[Stored records]
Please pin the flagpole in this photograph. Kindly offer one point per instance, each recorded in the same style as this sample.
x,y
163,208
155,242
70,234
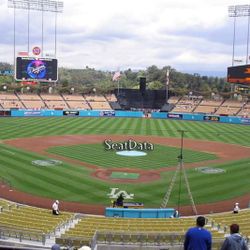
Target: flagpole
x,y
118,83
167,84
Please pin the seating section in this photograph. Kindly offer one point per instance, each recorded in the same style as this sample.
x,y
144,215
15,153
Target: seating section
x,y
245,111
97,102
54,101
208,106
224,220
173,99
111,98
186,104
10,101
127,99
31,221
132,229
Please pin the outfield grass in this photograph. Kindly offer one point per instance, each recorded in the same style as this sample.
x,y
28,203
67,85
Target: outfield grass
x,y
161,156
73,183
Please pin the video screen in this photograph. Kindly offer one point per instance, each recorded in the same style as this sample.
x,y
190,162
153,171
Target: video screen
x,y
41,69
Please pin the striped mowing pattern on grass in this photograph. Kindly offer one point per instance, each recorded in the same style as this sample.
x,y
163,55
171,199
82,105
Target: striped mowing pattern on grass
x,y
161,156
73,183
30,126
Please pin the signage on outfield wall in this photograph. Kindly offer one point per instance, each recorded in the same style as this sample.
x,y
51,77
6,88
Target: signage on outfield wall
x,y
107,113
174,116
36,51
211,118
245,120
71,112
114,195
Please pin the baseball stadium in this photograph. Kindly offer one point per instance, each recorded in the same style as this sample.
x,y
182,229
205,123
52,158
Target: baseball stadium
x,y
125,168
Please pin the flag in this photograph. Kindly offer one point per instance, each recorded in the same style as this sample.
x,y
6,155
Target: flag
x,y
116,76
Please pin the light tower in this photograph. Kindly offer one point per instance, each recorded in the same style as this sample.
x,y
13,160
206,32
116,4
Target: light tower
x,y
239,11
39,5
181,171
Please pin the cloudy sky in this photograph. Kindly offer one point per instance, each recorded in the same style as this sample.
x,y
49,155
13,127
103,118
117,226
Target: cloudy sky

• _Exercise brief_
Restate word for word the lines above, beginning with the one that contains "Please pin the seating" and ending with the last line.

• _Solution below_
Please pin the seating section in this photograph. Kindly offer one point per instance, each recorded in the same style as this sample.
x,y
144,215
15,153
Target: seating section
x,y
245,111
97,102
54,101
208,106
224,220
173,99
111,98
186,104
10,101
127,99
31,221
132,229
Please pin the outfield grass in this photograph. Kindly offer one point per instance, each recorded in the same style as this sample.
x,y
28,203
67,85
Target: outfield grass
x,y
161,156
73,183
Please pin the video screen in this photograph. Kindly offer one point per instance, each recorded in the same style as this sample.
x,y
190,162
153,171
Target: video screen
x,y
41,69
Please pin the striped mowing pattern on grass in this photograph. Kindly offer one point per instance, each recorded in the same style as this sample.
x,y
163,55
171,199
82,105
Target: striped mowing pattern on grass
x,y
161,156
73,183
30,126
Please pin the signage on outfield wall in this photograph. Kindly offer one point per instance, each recorded in the same style as this sample.
x,y
51,77
6,88
Target: signage on outfield wall
x,y
107,113
174,116
36,51
211,118
245,120
71,112
114,195
Please pin the baseball stadium in this photograph. Kindly offer one point per instance, each recorded in the same style as this sample.
x,y
182,229
205,123
52,158
Target: baseball stadium
x,y
125,168
Please pin the flag in this photograph. Kindly offer one point per instance, each recorded in the same style as this sample.
x,y
6,155
Target: flag
x,y
116,76
Please pin the light tower in this photograph. Kindly offer one point per instance, each recorded in the same style as this sample.
x,y
13,160
206,32
116,4
Target: light tower
x,y
239,11
39,5
181,171
Please pin the cloudy sky in this photograph. Kindly offer one point per instance, each recorded in the same style as this sample.
x,y
49,155
13,127
103,118
117,226
Target: cloudy sky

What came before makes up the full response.